Task instructions: Reproduce the whole listing word for word. Leave every image out.

---------- Data for processing

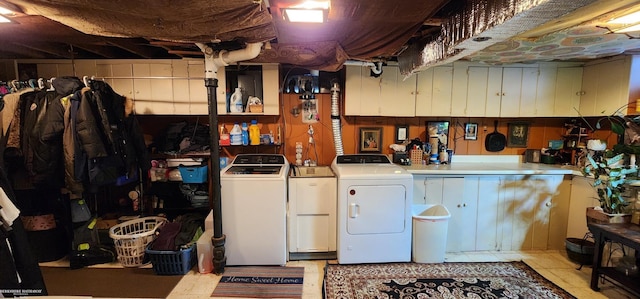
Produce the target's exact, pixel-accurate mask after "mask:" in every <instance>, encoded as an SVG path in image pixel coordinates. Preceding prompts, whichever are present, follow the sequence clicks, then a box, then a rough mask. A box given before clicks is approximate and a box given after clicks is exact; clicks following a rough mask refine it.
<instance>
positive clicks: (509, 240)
mask: <svg viewBox="0 0 640 299" xmlns="http://www.w3.org/2000/svg"><path fill="white" fill-rule="evenodd" d="M568 186H569V184H568V183H567V182H566V180H565V178H564V176H563V175H533V176H531V175H527V176H524V175H518V176H516V175H508V176H507V175H477V176H459V177H451V176H435V175H414V187H415V188H414V204H442V205H444V206H446V207H447V209H448V210H449V212H450V213H451V218H450V219H449V227H448V232H447V249H446V250H447V252H463V251H485V250H507V251H508V250H532V249H560V247H559V246H560V244H563V240H564V231H566V223H567V220H566V214H567V210H568V201H567V200H566V198H568V192H569V190H568V189H569V188H568Z"/></svg>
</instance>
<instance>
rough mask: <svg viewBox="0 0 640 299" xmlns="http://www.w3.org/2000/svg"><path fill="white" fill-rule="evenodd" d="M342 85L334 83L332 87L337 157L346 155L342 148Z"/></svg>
mask: <svg viewBox="0 0 640 299" xmlns="http://www.w3.org/2000/svg"><path fill="white" fill-rule="evenodd" d="M339 101H340V84H338V82H333V84H332V85H331V126H332V128H333V144H334V146H335V148H336V155H338V156H341V155H344V149H343V148H342V132H341V130H340V106H339V105H338V104H339Z"/></svg>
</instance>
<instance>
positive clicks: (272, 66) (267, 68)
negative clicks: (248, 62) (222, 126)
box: [202, 63, 280, 115]
mask: <svg viewBox="0 0 640 299" xmlns="http://www.w3.org/2000/svg"><path fill="white" fill-rule="evenodd" d="M251 65H254V66H258V69H260V70H259V71H256V72H254V73H252V74H250V75H247V78H249V77H251V78H252V80H253V82H252V83H251V85H253V86H254V87H255V90H261V91H262V95H261V96H260V94H259V93H258V94H256V95H252V96H258V98H260V100H262V105H263V107H262V109H263V112H242V113H239V112H227V111H228V109H227V98H228V97H230V96H231V94H233V91H234V89H235V87H237V86H232V87H231V86H227V85H228V84H227V83H231V84H232V85H233V84H235V83H233V82H232V81H234V80H233V78H232V77H233V76H232V75H231V73H230V72H229V71H228V70H227V69H225V68H220V69H218V89H217V90H218V92H217V104H218V107H217V108H218V114H219V115H223V114H235V115H246V114H249V115H252V114H255V115H279V114H280V106H279V105H280V91H279V90H280V77H279V76H280V75H279V65H278V64H277V63H267V64H260V65H258V64H246V65H245V64H243V66H251ZM202 74H203V75H204V68H203V69H202ZM236 81H237V80H236ZM234 82H235V81H234ZM202 84H203V85H204V80H202ZM206 96H207V95H206V93H205V95H204V103H206V101H207V97H206ZM245 105H246V103H245ZM245 110H246V108H245ZM206 113H207V112H205V113H204V114H206Z"/></svg>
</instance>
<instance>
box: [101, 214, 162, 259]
mask: <svg viewBox="0 0 640 299" xmlns="http://www.w3.org/2000/svg"><path fill="white" fill-rule="evenodd" d="M166 221H167V219H166V218H163V217H155V216H152V217H143V218H138V219H134V220H129V221H125V222H123V223H120V224H117V225H114V226H113V227H111V228H110V229H109V237H111V239H113V243H114V245H115V247H116V253H117V254H118V261H120V263H121V264H122V265H123V266H125V267H138V266H142V265H143V264H144V257H145V248H146V247H147V244H149V243H151V241H153V240H154V239H155V232H156V230H157V229H158V228H159V227H160V226H162V224H164V223H165V222H166Z"/></svg>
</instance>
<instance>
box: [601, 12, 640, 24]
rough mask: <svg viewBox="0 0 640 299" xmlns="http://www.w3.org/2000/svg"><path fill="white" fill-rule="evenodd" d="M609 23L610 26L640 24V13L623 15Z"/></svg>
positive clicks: (632, 13) (613, 19) (612, 20)
mask: <svg viewBox="0 0 640 299" xmlns="http://www.w3.org/2000/svg"><path fill="white" fill-rule="evenodd" d="M607 23H610V24H627V25H628V24H637V23H640V11H636V12H633V13H630V14H626V15H623V16H621V17H617V18H615V19H613V20H611V21H608V22H607Z"/></svg>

--------------------

Solved exercise:
Produce the target's exact, pixel-accurate mask after "mask:" in every <instance>, encoded as an SVG path in image pixel coordinates. Preceding prompts, whichever are present, follow the sequence clicks, then a box, then a rough mask. A box given before clicks is approximate and a box given after clicks is exact; clicks following a rough mask refine it.
<instance>
positive clicks: (509, 240)
mask: <svg viewBox="0 0 640 299" xmlns="http://www.w3.org/2000/svg"><path fill="white" fill-rule="evenodd" d="M568 186H569V184H568V183H567V182H566V180H565V178H564V176H563V175H533V176H531V175H527V176H524V175H518V176H516V175H508V176H507V175H477V176H459V177H451V176H435V175H414V187H415V188H414V204H442V205H444V206H446V207H447V209H448V210H449V212H450V213H451V218H450V219H449V227H448V232H447V249H446V250H447V252H463V251H485V250H507V251H508V250H532V249H560V247H559V246H560V244H563V240H564V231H566V223H567V220H566V214H567V210H568V201H567V200H566V198H568V192H569V190H568V189H569V188H568Z"/></svg>
</instance>
<instance>
rough mask: <svg viewBox="0 0 640 299" xmlns="http://www.w3.org/2000/svg"><path fill="white" fill-rule="evenodd" d="M342 85L334 83L332 87L337 157L346 155L342 148Z"/></svg>
mask: <svg viewBox="0 0 640 299" xmlns="http://www.w3.org/2000/svg"><path fill="white" fill-rule="evenodd" d="M339 101H340V84H338V82H333V84H332V85H331V126H332V128H333V144H334V146H335V148H336V155H338V156H341V155H344V149H343V148H342V132H341V130H340V106H339V105H338V104H339Z"/></svg>
</instance>
<instance>
positive clicks: (272, 66) (267, 68)
negative clicks: (248, 62) (222, 126)
box: [202, 63, 280, 115]
mask: <svg viewBox="0 0 640 299" xmlns="http://www.w3.org/2000/svg"><path fill="white" fill-rule="evenodd" d="M251 65H254V66H258V69H260V70H259V71H256V72H254V73H252V74H250V75H247V78H249V77H251V78H252V80H253V82H252V83H251V85H253V86H254V87H255V90H261V91H262V95H261V96H260V94H259V93H258V94H256V95H252V96H258V98H260V100H262V105H263V107H262V109H263V112H242V113H239V112H227V111H228V109H227V98H228V97H230V96H231V94H233V91H234V89H235V87H237V86H232V87H231V86H227V85H228V84H227V83H231V84H232V85H233V84H235V83H233V82H232V81H234V80H233V78H232V77H233V76H232V75H231V73H230V72H229V71H228V70H227V69H225V68H220V69H218V89H217V90H218V92H217V104H218V107H217V108H218V114H219V115H223V114H235V115H246V114H249V115H252V114H255V115H279V114H280V106H279V105H280V91H279V90H280V77H279V76H280V75H279V65H278V64H277V63H267V64H260V65H258V64H246V65H245V64H243V66H251ZM202 74H203V75H204V68H203V69H202ZM236 81H237V80H236ZM234 82H235V81H234ZM202 84H203V85H204V80H202ZM206 96H207V95H206V93H205V95H204V103H206V101H207V97H206ZM245 105H246V103H245ZM245 110H246V108H245ZM206 113H207V112H205V113H204V114H206Z"/></svg>
</instance>
<instance>
box: [101, 214, 162, 259]
mask: <svg viewBox="0 0 640 299" xmlns="http://www.w3.org/2000/svg"><path fill="white" fill-rule="evenodd" d="M166 221H167V219H166V218H163V217H155V216H152V217H143V218H138V219H134V220H129V221H125V222H123V223H120V224H117V225H114V226H113V227H111V228H110V229H109V237H111V239H113V243H114V245H115V247H116V253H117V254H118V261H120V263H121V264H122V265H123V266H125V267H138V266H142V265H143V264H144V257H145V248H146V247H147V244H149V243H151V241H153V240H154V239H155V232H156V230H157V229H158V228H159V227H160V226H162V224H164V223H165V222H166Z"/></svg>
</instance>
<instance>
box: [601, 12, 640, 24]
rough mask: <svg viewBox="0 0 640 299" xmlns="http://www.w3.org/2000/svg"><path fill="white" fill-rule="evenodd" d="M609 23L610 26L640 24V13L623 15Z"/></svg>
positive clicks: (632, 13) (613, 19) (612, 20)
mask: <svg viewBox="0 0 640 299" xmlns="http://www.w3.org/2000/svg"><path fill="white" fill-rule="evenodd" d="M607 23H610V24H627V25H628V24H637V23H640V11H636V12H633V13H630V14H626V15H623V16H621V17H617V18H615V19H613V20H611V21H608V22H607Z"/></svg>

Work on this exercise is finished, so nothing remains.